Supplied material =>
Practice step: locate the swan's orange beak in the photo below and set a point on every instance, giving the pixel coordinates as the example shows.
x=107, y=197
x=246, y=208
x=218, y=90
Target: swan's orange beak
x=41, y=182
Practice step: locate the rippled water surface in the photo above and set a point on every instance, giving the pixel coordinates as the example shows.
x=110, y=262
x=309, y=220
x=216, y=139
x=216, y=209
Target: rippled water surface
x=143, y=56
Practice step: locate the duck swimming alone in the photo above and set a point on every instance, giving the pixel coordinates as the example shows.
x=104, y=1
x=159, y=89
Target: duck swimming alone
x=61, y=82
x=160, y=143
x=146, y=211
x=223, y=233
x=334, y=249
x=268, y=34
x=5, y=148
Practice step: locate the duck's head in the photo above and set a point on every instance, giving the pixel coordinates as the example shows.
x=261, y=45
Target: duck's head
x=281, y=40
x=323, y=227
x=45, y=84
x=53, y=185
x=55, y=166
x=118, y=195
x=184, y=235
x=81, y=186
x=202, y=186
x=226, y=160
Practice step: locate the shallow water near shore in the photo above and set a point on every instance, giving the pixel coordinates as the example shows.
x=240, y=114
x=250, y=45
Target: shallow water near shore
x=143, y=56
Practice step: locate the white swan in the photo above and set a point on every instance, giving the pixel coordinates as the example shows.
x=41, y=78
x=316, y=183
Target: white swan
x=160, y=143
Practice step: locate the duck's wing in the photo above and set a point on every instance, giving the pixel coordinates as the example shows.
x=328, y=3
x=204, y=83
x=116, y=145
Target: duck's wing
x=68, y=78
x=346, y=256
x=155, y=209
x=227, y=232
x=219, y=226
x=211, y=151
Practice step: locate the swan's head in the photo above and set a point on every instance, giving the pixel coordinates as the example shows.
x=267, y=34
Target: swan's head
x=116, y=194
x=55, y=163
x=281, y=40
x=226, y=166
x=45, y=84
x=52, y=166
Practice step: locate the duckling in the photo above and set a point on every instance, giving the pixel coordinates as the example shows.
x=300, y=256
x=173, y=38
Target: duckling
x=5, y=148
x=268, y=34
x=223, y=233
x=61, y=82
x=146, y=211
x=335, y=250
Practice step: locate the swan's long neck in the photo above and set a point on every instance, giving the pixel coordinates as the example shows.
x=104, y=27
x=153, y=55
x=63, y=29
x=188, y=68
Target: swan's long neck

Your task =>
Rewrite the entries starting at the line that contains "Practice step: locate the swan's head" and ending at the line that contains "x=52, y=166", with "swan's head" replaced by "swan's bill" and nothing else changed.

Exercise solution =>
Practice step: locate the swan's bill in the photo above and set a point on every instance, giving the pixel coordinates as the example shows.
x=267, y=34
Target: swan's bill
x=116, y=194
x=55, y=163
x=281, y=40
x=226, y=166
x=45, y=84
x=52, y=166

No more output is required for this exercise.